## [Supplied material]
+++++

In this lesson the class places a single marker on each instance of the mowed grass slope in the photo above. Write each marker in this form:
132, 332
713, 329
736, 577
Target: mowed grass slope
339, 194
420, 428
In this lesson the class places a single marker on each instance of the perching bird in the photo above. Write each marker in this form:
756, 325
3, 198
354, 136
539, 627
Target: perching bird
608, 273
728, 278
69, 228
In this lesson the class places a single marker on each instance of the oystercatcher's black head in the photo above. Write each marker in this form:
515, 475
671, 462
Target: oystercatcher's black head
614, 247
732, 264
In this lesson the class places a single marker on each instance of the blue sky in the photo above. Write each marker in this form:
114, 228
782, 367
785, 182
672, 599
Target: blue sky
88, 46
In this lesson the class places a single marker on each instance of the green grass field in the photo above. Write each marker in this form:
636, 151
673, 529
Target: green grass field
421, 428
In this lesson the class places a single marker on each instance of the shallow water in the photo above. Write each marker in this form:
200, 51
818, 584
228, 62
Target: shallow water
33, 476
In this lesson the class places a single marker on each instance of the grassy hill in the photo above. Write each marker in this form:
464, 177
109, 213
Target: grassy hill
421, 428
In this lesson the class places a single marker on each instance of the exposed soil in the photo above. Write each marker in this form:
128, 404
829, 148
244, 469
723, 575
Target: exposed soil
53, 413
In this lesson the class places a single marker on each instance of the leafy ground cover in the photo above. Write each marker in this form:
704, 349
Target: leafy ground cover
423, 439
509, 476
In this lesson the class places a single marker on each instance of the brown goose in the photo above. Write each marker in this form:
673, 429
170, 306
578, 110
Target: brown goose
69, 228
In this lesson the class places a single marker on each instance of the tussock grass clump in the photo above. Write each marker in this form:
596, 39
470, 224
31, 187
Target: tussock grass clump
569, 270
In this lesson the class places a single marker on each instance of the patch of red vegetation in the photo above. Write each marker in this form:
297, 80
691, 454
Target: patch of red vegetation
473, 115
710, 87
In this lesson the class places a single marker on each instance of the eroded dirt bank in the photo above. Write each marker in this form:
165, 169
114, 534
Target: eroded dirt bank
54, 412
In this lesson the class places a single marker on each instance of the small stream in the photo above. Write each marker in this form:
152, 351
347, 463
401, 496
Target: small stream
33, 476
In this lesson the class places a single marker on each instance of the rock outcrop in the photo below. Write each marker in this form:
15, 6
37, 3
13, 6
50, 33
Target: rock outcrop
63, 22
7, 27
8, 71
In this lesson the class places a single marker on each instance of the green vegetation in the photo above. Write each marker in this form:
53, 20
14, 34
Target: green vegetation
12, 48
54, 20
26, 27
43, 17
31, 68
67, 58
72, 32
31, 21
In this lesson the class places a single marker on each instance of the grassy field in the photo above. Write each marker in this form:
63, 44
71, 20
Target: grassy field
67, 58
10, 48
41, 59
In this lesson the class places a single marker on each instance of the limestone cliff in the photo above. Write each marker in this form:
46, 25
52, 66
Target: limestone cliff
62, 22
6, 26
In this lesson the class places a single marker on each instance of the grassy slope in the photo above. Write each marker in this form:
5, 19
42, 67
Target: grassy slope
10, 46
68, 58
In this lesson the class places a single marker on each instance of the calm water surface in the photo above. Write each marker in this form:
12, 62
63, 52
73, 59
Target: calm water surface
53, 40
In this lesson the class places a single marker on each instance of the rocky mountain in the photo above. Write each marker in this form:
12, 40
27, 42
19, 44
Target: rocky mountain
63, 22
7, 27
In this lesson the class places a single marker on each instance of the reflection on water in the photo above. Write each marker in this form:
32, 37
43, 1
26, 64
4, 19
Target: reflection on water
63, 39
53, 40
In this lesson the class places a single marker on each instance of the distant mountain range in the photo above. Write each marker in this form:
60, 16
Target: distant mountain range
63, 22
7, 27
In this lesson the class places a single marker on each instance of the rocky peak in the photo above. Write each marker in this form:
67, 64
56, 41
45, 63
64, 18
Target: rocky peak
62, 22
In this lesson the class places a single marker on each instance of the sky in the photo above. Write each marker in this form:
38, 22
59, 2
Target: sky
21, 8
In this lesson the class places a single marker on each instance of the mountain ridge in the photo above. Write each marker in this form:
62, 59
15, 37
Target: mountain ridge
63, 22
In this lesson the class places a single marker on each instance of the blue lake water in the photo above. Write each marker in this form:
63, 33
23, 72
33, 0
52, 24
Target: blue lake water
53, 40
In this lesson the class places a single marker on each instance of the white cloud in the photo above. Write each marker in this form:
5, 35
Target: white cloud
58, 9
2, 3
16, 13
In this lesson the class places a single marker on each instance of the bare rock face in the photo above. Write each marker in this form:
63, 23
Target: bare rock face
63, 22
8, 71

+++++

## [Directions]
Extract exactly the lines between the line containing "the blue lake" and the end of the data, including both.

## [Answer to the problem]
In this lesson the class places a single marker on each instance of the blue lake water in the photo above. Write each marker in this form:
63, 33
23, 72
33, 0
52, 24
Target: blue lake water
53, 40
In this lesson the class places a single marker on each instance of the white cloud in the photo above. Write each marker in this form:
5, 35
Target: white cloud
58, 9
2, 3
16, 13
In this lesson the class places a single marker on each instance of the bare rock face in the photo above. Write each marker in this form:
63, 23
Target: bare rock face
63, 22
8, 71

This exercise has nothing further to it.